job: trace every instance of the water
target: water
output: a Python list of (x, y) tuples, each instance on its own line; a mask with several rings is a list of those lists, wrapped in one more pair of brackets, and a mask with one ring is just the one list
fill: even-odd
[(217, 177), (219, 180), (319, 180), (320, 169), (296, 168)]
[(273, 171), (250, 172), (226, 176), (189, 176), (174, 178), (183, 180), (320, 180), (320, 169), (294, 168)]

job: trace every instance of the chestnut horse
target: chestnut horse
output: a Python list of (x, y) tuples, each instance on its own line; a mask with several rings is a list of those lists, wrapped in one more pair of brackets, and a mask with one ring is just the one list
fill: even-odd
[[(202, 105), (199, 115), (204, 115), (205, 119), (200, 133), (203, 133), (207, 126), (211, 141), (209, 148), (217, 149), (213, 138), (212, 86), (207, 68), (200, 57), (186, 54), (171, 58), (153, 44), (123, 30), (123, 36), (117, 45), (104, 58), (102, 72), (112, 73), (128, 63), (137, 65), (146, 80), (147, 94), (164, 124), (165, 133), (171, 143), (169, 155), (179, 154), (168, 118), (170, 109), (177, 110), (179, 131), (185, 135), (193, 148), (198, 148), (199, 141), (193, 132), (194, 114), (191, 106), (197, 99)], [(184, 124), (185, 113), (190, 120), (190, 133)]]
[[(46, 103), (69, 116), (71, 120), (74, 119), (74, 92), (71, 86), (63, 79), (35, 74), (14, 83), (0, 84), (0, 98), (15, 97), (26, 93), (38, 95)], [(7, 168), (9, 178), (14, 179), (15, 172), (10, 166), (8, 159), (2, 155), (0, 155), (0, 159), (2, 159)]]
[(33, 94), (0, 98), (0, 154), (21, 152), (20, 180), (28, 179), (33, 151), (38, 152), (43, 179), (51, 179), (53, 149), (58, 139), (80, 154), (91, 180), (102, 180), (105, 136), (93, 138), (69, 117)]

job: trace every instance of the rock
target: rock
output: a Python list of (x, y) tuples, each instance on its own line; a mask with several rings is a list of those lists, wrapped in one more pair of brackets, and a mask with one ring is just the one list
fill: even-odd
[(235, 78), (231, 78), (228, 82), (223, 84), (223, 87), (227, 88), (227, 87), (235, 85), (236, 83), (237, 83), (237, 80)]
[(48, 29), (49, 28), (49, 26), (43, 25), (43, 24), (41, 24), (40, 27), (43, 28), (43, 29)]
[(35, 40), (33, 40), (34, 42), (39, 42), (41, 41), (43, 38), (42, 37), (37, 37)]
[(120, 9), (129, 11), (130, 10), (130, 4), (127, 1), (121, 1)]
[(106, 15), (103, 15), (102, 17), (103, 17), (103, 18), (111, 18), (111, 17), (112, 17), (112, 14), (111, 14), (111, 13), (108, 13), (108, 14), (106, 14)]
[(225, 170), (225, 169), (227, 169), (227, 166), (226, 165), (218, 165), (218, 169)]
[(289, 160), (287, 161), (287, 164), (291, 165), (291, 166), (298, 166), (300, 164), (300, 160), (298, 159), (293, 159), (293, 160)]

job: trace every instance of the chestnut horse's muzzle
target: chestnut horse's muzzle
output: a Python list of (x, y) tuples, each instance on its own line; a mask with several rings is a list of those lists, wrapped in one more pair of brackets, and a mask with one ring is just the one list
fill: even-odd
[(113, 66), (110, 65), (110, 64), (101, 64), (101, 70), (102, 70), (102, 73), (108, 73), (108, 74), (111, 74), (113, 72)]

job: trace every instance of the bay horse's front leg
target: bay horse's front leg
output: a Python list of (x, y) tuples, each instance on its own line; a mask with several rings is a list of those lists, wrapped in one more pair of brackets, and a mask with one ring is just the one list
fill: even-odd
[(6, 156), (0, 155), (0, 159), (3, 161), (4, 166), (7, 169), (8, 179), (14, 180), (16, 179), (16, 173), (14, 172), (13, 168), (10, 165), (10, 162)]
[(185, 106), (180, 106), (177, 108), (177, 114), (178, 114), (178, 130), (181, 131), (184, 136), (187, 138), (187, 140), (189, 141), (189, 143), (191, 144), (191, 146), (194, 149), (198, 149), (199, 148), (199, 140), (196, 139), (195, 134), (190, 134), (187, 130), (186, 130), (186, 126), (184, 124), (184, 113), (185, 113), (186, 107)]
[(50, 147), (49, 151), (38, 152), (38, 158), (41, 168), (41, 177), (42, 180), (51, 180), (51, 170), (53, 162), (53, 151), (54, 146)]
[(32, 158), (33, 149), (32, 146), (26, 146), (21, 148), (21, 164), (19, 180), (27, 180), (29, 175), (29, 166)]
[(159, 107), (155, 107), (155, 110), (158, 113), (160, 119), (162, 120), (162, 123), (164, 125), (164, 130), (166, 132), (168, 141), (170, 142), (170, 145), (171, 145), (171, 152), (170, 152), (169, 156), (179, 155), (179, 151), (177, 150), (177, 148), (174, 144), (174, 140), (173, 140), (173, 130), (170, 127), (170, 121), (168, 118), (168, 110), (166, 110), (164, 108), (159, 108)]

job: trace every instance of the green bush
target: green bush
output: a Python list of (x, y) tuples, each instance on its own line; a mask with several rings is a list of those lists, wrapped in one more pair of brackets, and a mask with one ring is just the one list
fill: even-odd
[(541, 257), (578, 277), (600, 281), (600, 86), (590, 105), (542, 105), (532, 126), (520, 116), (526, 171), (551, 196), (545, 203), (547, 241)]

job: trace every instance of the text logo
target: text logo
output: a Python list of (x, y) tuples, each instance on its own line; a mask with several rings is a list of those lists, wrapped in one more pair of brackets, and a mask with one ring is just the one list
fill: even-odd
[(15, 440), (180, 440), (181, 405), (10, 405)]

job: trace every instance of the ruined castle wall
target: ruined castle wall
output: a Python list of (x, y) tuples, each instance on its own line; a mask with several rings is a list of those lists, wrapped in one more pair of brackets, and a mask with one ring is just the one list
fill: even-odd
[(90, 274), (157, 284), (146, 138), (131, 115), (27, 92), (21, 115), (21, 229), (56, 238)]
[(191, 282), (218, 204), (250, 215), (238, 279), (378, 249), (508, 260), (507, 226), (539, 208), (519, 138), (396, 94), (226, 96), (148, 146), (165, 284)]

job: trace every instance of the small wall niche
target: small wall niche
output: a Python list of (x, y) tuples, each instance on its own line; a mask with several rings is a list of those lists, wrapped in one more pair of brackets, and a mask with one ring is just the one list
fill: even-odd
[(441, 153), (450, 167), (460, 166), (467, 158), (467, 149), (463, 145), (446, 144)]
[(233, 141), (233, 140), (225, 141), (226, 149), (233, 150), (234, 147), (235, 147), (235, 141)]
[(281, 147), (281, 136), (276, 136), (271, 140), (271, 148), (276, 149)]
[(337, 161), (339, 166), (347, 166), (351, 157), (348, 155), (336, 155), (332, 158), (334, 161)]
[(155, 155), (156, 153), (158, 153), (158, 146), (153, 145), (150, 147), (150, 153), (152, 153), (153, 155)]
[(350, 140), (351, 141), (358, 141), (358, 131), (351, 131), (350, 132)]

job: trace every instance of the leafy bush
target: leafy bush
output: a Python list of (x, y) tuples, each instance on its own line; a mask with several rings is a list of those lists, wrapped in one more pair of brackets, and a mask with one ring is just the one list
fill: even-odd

----

WHAT IS NEEDED: Retype each line above exactly as written.

SOLUTION BELOW:
job: trace every instance of the water
target: water
output: a Python list of (x, y) tuples, each instance on its own line; a mask with several rings is a list of those lists, wrapped in one more pair of brackets, and a mask with one ring is just the one list
fill: even-odd
[(217, 177), (219, 180), (319, 180), (320, 169), (296, 168)]
[(273, 171), (250, 172), (226, 176), (189, 176), (174, 178), (183, 180), (320, 180), (320, 169), (294, 168)]

job: trace every instance of the chestnut horse
target: chestnut horse
output: a Python list of (x, y) tuples, each instance on its own line; a mask with several rings is a list of those lists, wrapped in one more pair of brackets, and a mask with one ring is just the one list
fill: even-odd
[[(202, 105), (199, 115), (204, 115), (205, 119), (200, 133), (203, 133), (207, 126), (211, 141), (209, 148), (217, 149), (213, 138), (212, 86), (207, 68), (200, 57), (186, 54), (171, 58), (153, 44), (123, 30), (123, 36), (117, 45), (104, 58), (102, 72), (112, 73), (128, 63), (137, 65), (146, 80), (147, 94), (164, 124), (165, 133), (171, 143), (169, 155), (179, 154), (168, 118), (170, 109), (177, 110), (179, 131), (185, 135), (193, 148), (198, 148), (199, 141), (193, 132), (194, 114), (191, 106), (197, 99)], [(184, 124), (185, 113), (190, 120), (190, 133)]]
[[(46, 103), (69, 116), (71, 120), (74, 119), (74, 92), (71, 86), (63, 79), (35, 74), (14, 83), (0, 84), (0, 98), (15, 97), (26, 93), (38, 95)], [(7, 168), (9, 178), (14, 179), (15, 172), (10, 166), (8, 159), (2, 155), (0, 155), (0, 159), (2, 159)]]
[(33, 94), (0, 98), (0, 154), (21, 152), (20, 180), (28, 179), (33, 151), (38, 152), (43, 179), (51, 179), (53, 149), (58, 139), (80, 154), (91, 180), (102, 180), (105, 136), (93, 138), (69, 117)]

job: trace every instance of the rock
target: rock
output: a Python list of (x, y) tuples, each instance on its own line; a mask with several rings is a list of those lists, wrapped in one more pair of brackets, and a mask with one ring is just the one list
fill: even-odd
[(235, 78), (231, 78), (228, 82), (223, 84), (223, 87), (227, 88), (227, 87), (235, 85), (236, 83), (237, 83), (237, 80)]
[(48, 29), (49, 28), (49, 26), (43, 25), (43, 24), (41, 24), (40, 27), (43, 28), (43, 29)]
[(35, 40), (33, 40), (34, 42), (39, 42), (41, 41), (43, 38), (42, 37), (37, 37)]
[(120, 9), (129, 11), (130, 10), (130, 4), (127, 1), (121, 1)]
[(106, 15), (103, 15), (102, 17), (103, 17), (103, 18), (111, 18), (111, 17), (112, 17), (112, 14), (111, 14), (111, 13), (108, 13), (108, 14), (106, 14)]
[(225, 170), (225, 169), (227, 169), (227, 166), (226, 165), (218, 165), (218, 169)]
[(289, 160), (287, 161), (287, 164), (291, 165), (291, 166), (298, 166), (300, 164), (300, 160), (298, 159), (293, 159), (293, 160)]

job: trace every instance of the chestnut horse's muzzle
target: chestnut horse's muzzle
output: a Python list of (x, y) tuples, each instance on its own line; a mask with several rings is a list of those lists, wrapped in one more pair of brackets, and a mask with one ring is just the one list
fill: even-odd
[(113, 66), (110, 65), (110, 64), (101, 64), (101, 70), (102, 70), (102, 73), (108, 73), (108, 74), (111, 74), (113, 72)]

job: trace every instance of the bay horse's front leg
target: bay horse's front leg
output: a Python list of (x, y) tuples, each instance on its own line; a mask with several rings is a list of those lists, wrapped in one more pair of brackets, and a mask with one ring is just the one list
fill: even-odd
[(6, 156), (0, 155), (0, 159), (3, 161), (4, 166), (7, 169), (8, 179), (14, 180), (16, 179), (16, 173), (14, 172), (13, 168), (10, 165), (10, 162)]
[(185, 106), (180, 106), (177, 108), (177, 114), (178, 114), (178, 130), (181, 131), (184, 136), (187, 138), (187, 140), (189, 141), (189, 143), (191, 144), (191, 146), (194, 149), (198, 149), (199, 148), (199, 140), (196, 139), (195, 134), (190, 134), (187, 130), (186, 130), (186, 126), (184, 124), (184, 113), (185, 113), (186, 107)]
[(50, 147), (49, 151), (38, 152), (38, 158), (41, 168), (41, 177), (42, 180), (51, 180), (51, 170), (53, 162), (53, 151), (54, 146)]
[(32, 158), (33, 149), (32, 146), (26, 146), (21, 148), (21, 164), (19, 180), (27, 180), (29, 175), (29, 166)]
[(159, 107), (155, 107), (155, 110), (158, 113), (160, 119), (162, 120), (162, 123), (164, 125), (164, 130), (166, 132), (168, 141), (170, 142), (170, 145), (171, 145), (171, 152), (170, 152), (169, 156), (179, 155), (179, 151), (177, 150), (177, 148), (174, 144), (174, 140), (173, 140), (173, 130), (170, 127), (170, 121), (168, 118), (168, 110), (166, 110), (164, 108), (159, 108)]

job: trace every instance of the green bush
target: green bush
output: a Python list of (x, y) tuples, each instance on its own line; a mask with several rings is a list of those lists, wrapped in one more pair of brackets, and a mask with one ring is just the one list
fill: even-odd
[(541, 257), (578, 277), (600, 281), (600, 86), (590, 105), (542, 105), (532, 126), (520, 116), (526, 171), (551, 196), (545, 203), (547, 241)]

job: trace every instance of the text logo
target: text logo
output: a Python list of (x, y) tuples, each instance on its own line; a mask with several rings is a list of those lists, wrapped in one more pair of brackets, and a mask with one ring is just the one list
fill: even-odd
[(15, 440), (180, 440), (181, 405), (10, 405)]

job: trace every instance of the ruined castle wall
target: ruined castle wall
output: a Python list of (x, y) tuples, each instance on its own line; a mask with several rings is a list of those lists, wrapped in one more pair of brackets, and a mask with one ring is just the one list
fill: even-odd
[(90, 274), (157, 284), (146, 138), (131, 115), (27, 92), (21, 115), (21, 229), (56, 238)]
[(191, 282), (218, 204), (250, 215), (238, 279), (378, 249), (508, 260), (507, 226), (539, 208), (519, 138), (396, 94), (226, 96), (148, 146), (165, 284)]

job: trace every instance of the small wall niche
target: small wall niche
output: a Python list of (x, y) tuples, each instance on its own line; a mask with several rings is a list of those lists, wrapped in one more pair of brackets, and a mask with one ring is just the one list
fill: even-odd
[(441, 153), (450, 167), (460, 166), (467, 158), (467, 149), (463, 145), (446, 144)]
[(233, 141), (233, 140), (225, 141), (226, 149), (233, 150), (234, 147), (235, 147), (235, 141)]
[(281, 147), (281, 136), (276, 136), (271, 140), (271, 148), (276, 149)]
[(337, 161), (339, 166), (347, 166), (351, 157), (348, 155), (336, 155), (332, 158), (334, 161)]
[(155, 155), (156, 153), (158, 153), (158, 146), (153, 145), (150, 147), (150, 153), (152, 153), (153, 155)]
[(350, 140), (351, 141), (358, 141), (358, 131), (351, 131), (350, 132)]

job: trace every instance of the leafy bush
target: leafy bush
output: a Python list of (x, y) tuples, each instance on its own line; a mask with several rings is a list of those lists, wrapped in one more pair of brackets, and a mask with one ring is just the one list
fill: even-odd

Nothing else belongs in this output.